** Start **
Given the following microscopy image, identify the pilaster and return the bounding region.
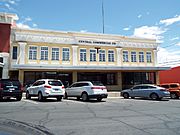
[18,42,27,64]
[116,48,122,66]
[72,46,78,66]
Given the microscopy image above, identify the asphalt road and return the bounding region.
[0,98,180,135]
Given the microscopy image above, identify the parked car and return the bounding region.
[121,84,170,100]
[64,81,108,101]
[159,83,180,99]
[0,79,23,101]
[26,79,65,101]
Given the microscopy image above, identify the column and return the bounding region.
[72,71,77,82]
[153,49,157,66]
[116,48,122,66]
[18,70,24,85]
[1,53,10,79]
[72,46,78,66]
[155,71,160,85]
[18,42,27,64]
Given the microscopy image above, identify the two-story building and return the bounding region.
[0,12,167,91]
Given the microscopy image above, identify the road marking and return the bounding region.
[63,100,86,104]
[23,99,38,105]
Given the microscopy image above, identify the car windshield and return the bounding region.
[48,81,62,86]
[92,81,104,86]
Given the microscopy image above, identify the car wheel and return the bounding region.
[16,96,22,101]
[81,93,88,101]
[97,97,102,102]
[123,93,129,99]
[38,92,44,101]
[26,91,31,99]
[150,93,159,100]
[64,92,68,99]
[170,93,178,99]
[77,97,80,101]
[57,96,62,101]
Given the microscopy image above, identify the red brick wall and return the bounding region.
[0,23,11,52]
[159,66,180,84]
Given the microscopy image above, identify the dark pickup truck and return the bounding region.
[0,79,23,101]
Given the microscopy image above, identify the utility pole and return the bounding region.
[102,0,104,34]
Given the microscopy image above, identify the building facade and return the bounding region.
[0,12,167,91]
[0,13,18,78]
[159,66,180,84]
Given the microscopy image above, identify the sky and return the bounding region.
[0,0,180,66]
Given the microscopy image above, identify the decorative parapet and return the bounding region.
[14,29,158,49]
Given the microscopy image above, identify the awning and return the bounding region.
[12,64,170,71]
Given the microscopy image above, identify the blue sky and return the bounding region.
[0,0,180,66]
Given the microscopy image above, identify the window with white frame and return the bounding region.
[41,47,48,60]
[139,52,144,62]
[99,50,106,62]
[80,49,86,61]
[90,49,96,61]
[29,46,37,60]
[108,50,114,62]
[12,46,17,60]
[131,51,137,62]
[123,51,129,62]
[62,48,70,61]
[52,48,59,60]
[146,52,152,63]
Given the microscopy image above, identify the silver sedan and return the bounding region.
[121,84,170,100]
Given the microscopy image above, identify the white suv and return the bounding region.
[64,81,108,101]
[26,79,65,101]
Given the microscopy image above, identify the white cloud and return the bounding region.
[160,15,180,26]
[80,30,87,33]
[133,26,166,43]
[138,15,142,18]
[33,23,38,27]
[157,47,180,67]
[176,42,180,46]
[16,23,31,29]
[123,27,130,31]
[24,17,32,22]
[170,37,179,41]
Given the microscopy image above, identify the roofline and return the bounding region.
[12,27,159,44]
[12,64,170,71]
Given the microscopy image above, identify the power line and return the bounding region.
[158,60,180,64]
[102,0,104,34]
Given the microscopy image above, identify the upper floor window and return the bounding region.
[99,50,106,62]
[29,46,37,60]
[108,50,114,62]
[131,52,137,62]
[146,52,152,63]
[90,49,96,61]
[80,49,86,61]
[12,46,17,60]
[123,51,129,62]
[41,47,48,60]
[62,48,70,61]
[52,48,59,60]
[139,52,144,62]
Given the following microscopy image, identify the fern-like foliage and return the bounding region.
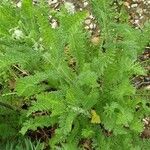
[0,0,150,150]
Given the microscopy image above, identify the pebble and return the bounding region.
[85,19,91,25]
[131,4,138,8]
[48,0,58,5]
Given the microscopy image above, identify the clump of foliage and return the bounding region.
[0,0,150,150]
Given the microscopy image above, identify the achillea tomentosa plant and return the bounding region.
[0,0,150,150]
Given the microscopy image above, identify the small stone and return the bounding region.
[85,19,91,25]
[16,1,22,8]
[83,2,88,7]
[91,36,100,45]
[51,21,58,29]
[48,0,58,5]
[131,4,138,8]
[84,26,89,30]
[65,2,75,14]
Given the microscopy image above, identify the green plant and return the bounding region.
[1,139,44,150]
[0,0,150,149]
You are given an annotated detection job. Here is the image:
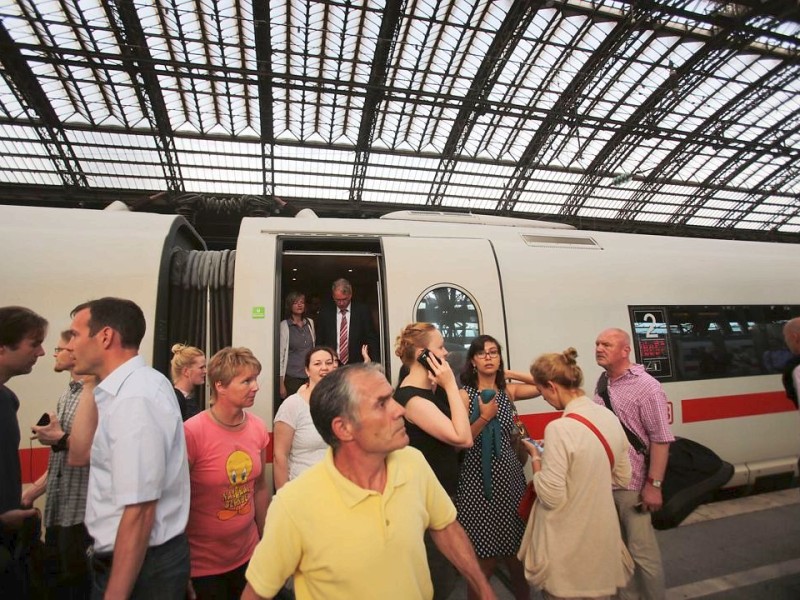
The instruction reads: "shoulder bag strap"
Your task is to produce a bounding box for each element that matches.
[564,413,614,470]
[597,373,647,455]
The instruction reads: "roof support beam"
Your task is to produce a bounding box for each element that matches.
[498,5,648,214]
[559,0,780,216]
[426,0,542,206]
[0,20,89,187]
[103,0,183,192]
[253,0,275,197]
[618,64,800,224]
[350,0,406,205]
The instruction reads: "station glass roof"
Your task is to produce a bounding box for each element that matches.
[0,0,800,241]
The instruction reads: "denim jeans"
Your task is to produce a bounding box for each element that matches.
[92,534,189,600]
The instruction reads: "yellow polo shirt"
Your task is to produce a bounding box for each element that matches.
[247,447,456,600]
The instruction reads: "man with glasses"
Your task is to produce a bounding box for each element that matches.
[0,306,47,598]
[317,279,380,366]
[22,331,94,599]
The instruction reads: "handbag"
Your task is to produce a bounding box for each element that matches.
[509,398,531,467]
[597,373,734,529]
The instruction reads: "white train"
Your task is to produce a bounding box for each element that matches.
[0,206,800,486]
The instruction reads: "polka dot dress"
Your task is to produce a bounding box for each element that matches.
[456,387,525,558]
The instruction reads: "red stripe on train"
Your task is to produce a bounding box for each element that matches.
[681,392,797,423]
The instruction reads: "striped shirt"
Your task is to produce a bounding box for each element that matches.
[44,381,89,527]
[594,364,675,492]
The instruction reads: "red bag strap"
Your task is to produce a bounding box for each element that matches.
[564,413,614,470]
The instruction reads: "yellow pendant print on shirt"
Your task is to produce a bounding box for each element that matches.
[217,450,253,521]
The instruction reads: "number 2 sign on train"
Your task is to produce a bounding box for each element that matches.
[0,206,800,485]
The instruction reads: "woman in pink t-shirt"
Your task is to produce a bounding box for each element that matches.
[184,348,269,600]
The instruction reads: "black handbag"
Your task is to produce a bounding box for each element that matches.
[597,373,734,529]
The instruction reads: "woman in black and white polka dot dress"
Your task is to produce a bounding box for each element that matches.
[456,335,539,600]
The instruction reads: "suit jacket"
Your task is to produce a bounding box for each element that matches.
[317,300,381,364]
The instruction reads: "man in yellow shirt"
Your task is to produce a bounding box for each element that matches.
[242,363,495,600]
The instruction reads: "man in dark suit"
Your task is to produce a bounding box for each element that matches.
[317,279,380,365]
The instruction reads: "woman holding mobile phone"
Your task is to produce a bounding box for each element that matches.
[394,323,472,599]
[520,348,633,598]
[456,335,539,600]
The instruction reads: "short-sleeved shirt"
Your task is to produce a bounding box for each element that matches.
[86,356,190,553]
[44,381,89,527]
[247,448,456,600]
[275,394,328,480]
[394,386,458,497]
[184,411,269,577]
[594,364,675,491]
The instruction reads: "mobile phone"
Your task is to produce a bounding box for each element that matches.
[417,348,442,373]
[525,438,544,454]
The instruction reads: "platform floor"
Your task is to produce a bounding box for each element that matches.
[449,488,800,600]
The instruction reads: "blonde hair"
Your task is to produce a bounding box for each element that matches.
[531,348,583,390]
[169,344,205,385]
[394,323,436,367]
[206,347,261,399]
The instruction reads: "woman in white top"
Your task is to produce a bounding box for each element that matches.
[278,292,316,404]
[272,346,336,490]
[519,348,633,600]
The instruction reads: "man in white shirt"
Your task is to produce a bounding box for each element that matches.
[67,298,190,600]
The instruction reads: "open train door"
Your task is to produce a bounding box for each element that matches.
[382,236,508,377]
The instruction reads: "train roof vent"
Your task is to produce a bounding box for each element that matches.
[381,210,575,229]
[522,234,603,250]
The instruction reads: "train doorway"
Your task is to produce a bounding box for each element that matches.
[274,238,387,410]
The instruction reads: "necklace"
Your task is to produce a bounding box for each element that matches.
[208,406,247,429]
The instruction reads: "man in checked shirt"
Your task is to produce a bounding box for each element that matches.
[594,329,675,599]
[22,331,94,600]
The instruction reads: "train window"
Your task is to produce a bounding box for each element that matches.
[415,286,480,373]
[628,305,800,381]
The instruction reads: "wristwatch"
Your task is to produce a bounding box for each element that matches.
[52,433,69,452]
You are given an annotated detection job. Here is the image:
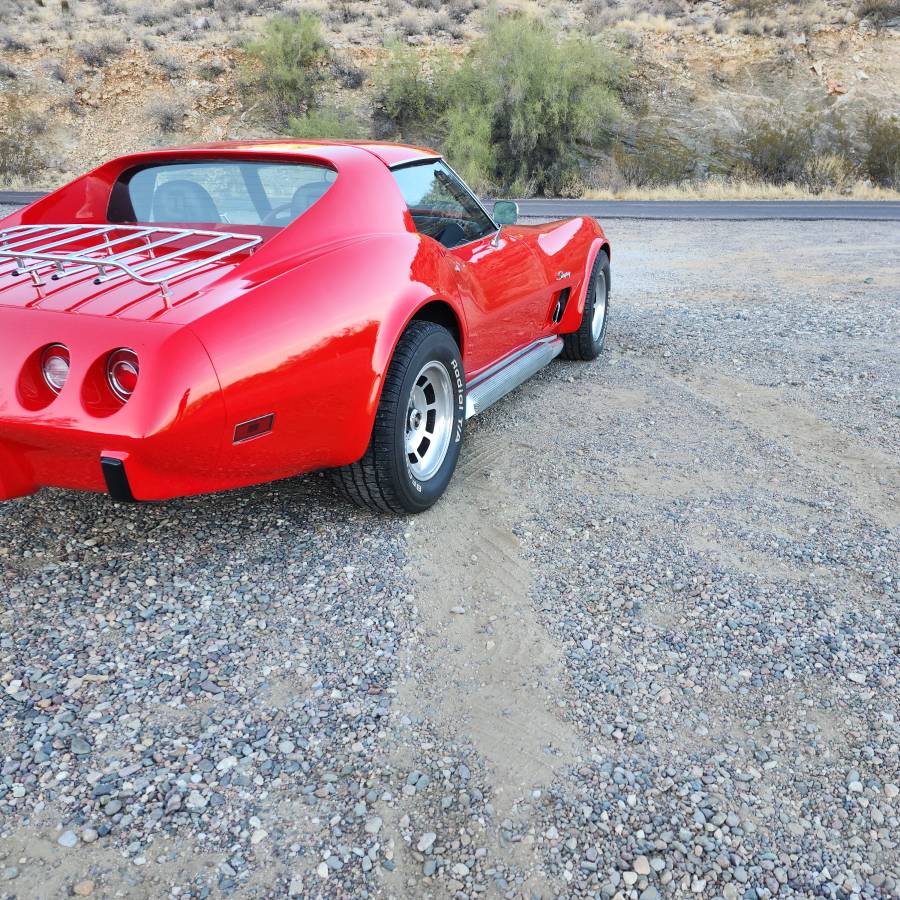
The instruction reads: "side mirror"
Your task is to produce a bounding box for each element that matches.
[494,200,519,225]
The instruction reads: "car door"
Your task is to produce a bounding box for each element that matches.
[392,160,547,377]
[450,228,547,374]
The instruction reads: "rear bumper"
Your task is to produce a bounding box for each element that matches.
[0,421,239,501]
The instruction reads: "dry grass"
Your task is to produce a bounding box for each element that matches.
[584,178,900,200]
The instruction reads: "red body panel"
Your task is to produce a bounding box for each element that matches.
[0,142,606,500]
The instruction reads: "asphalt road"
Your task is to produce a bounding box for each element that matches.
[0,191,900,222]
[510,200,900,222]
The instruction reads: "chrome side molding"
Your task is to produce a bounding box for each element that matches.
** End **
**STATED TASK**
Copy the items from the beginning of the items through the line containing "[23,99,38,105]", inclusive, substituting "stationary car" for "parked car" and keeping everything else the same. Leave out the picture.

**TASK OUTPUT**
Given the following microscopy image, identify the pilaster and return the bounding region.
[18,42,27,64]
[116,48,122,66]
[72,46,78,66]
Given the microscopy image above, identify the asphalt road and return the bounding region.
[0,98,180,135]
Given the microscopy image above, identify the stationary car and return the bounding region.
[121,84,170,100]
[64,81,108,101]
[159,83,180,99]
[0,79,23,101]
[26,79,65,101]
Given the microscopy image above, identify the column and return the bounding region.
[72,71,77,82]
[153,49,157,66]
[116,48,122,66]
[18,70,24,85]
[1,53,10,79]
[72,46,78,66]
[155,71,160,85]
[18,42,27,64]
Given the microscopy image above, identify the two-story building and return the bounding region.
[0,12,167,91]
Given the microscopy image above, identify the road marking and return the bounding region.
[63,100,86,104]
[23,99,38,105]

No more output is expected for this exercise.